### GIVEN INFORMATION:
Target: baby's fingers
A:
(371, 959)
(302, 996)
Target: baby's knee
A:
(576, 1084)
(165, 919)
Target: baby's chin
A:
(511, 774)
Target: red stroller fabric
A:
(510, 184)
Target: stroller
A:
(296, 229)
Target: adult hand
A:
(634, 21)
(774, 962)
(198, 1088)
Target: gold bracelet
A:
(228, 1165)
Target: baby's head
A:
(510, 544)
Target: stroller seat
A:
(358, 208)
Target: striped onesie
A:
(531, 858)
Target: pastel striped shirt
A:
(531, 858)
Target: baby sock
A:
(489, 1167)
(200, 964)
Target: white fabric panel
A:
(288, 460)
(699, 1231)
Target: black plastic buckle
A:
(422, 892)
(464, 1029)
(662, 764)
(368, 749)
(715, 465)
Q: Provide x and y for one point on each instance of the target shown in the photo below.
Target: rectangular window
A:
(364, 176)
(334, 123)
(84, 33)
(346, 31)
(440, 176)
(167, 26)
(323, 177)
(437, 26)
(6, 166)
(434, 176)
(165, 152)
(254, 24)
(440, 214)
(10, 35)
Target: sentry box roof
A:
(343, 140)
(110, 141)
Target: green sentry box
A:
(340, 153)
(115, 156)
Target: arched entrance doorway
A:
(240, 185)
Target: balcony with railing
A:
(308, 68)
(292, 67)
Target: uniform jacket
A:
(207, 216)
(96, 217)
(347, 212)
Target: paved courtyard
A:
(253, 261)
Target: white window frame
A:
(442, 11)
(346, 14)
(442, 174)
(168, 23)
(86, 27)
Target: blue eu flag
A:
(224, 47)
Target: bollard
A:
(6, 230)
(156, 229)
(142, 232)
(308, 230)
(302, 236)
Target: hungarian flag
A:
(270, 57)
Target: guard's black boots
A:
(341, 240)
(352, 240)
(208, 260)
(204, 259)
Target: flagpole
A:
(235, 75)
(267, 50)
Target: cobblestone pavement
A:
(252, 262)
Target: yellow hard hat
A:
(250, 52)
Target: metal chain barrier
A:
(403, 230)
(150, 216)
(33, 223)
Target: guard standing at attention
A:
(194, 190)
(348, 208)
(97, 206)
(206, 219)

### TASK OBJECTIVE:
Show, from the entries above, every line that includes the string "baby".

### OUTPUT OF THE EXERCISE:
Target: baby's fingers
Target: baby's knee
Target: baby's chin
Target: baby's head
Target: baby sock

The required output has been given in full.